#### Ausgewählter Auszug

Die Autobahnraststätte Würenlos A1
Dieser Beitrag wurde im Kontext des Fokusthemas 2023 "Stadt-Land-Fluss" erarbeitet. Eine Brücke mehr im Kanton Aargau, nur dieses Mal nicht über einen (Wasser) Fluss, sondern über einen Verkehrsfluss.
Der Beginn der Autobahngeschichte...
11. Juni 1955: Zwischen der Stadt Luzern und Ennethorw wird das erste Autobahn-Teilstück der Schweiz eröffnet. Ca. 4 km lang, 4-spurig, mit Veloverkehr, ohne Geschwindigkeitsbegrenzung, aber mit einem Fussgängerstreifen versehen – für die damals ca. 150'000 motorisierten Verkehrsteilnehmer ein Ereignis. Heute befahren über 6'400'000 Fahrzeuge die Schweizer Strassen und jenes Teilstück Autobahn alleine würde längst nicht mehr ausreichen. Es war aber bereits 1955 klar, dass es mehr Autobahn-Strecken geben musste.

########

**Arbeitsaufträge**
1 > An welchem Datum wurde laut dem Auszug über die Autobahnraststätte Würenlos das erste Autobahn-Teilstück der Schweiz eröffnet?
2 > Schreiben Sie aus dem Auszug über die Autobahnraststätte Würenlos den Abschnitt ab, der mit den Worten „Der Beginn der“ einsetzt und mit „Autobahn-Strecken geben musste.“ schließt.

#### Datenblock

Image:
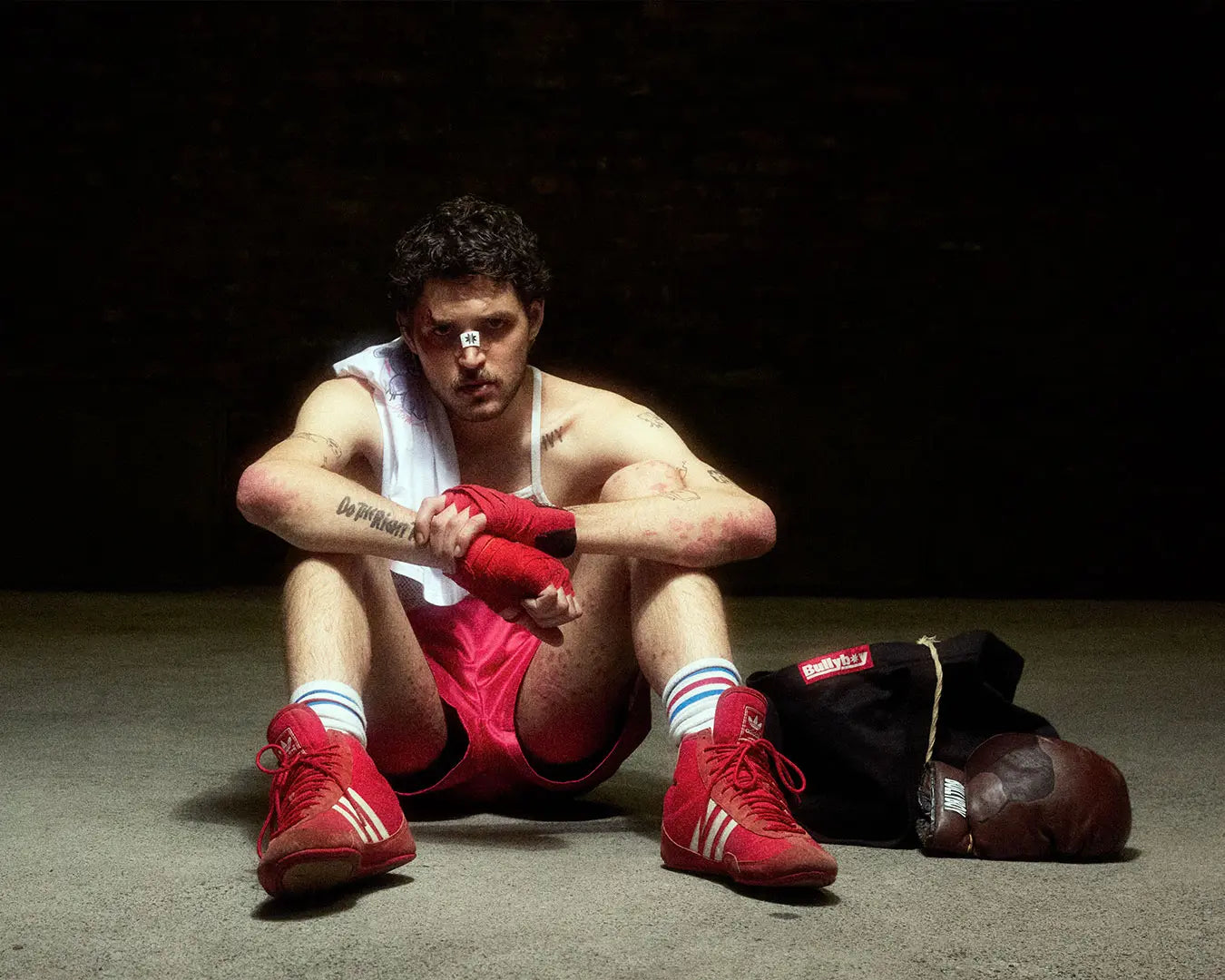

########

**Lösungen**
1 > Am 11. Juni 1955.

2 >
Der Beginn der Autobahngeschichte...
11. Juni 1955: Zwischen der Stadt Luzern und Ennethorw wird das erste Autobahn-Teilstück der Schweiz eröffnet. Ca. 4 km lang, 4-spurig, mit Veloverkehr, ohne Geschwindigkeitsbegrenzung, aber mit einem Fussgängerstreifen versehen – für die damals ca. 150'000 motorisierten Verkehrsteilnehmer ein Ereignis. Heute befahren über 6'400'000 Fahrzeuge die Schweizer Strassen und jenes Teilstück Autobahn alleine würde längst nicht mehr ausreichen. Es war aber bereits 1955 klar, dass es mehr Autobahn-Strecken geben musste.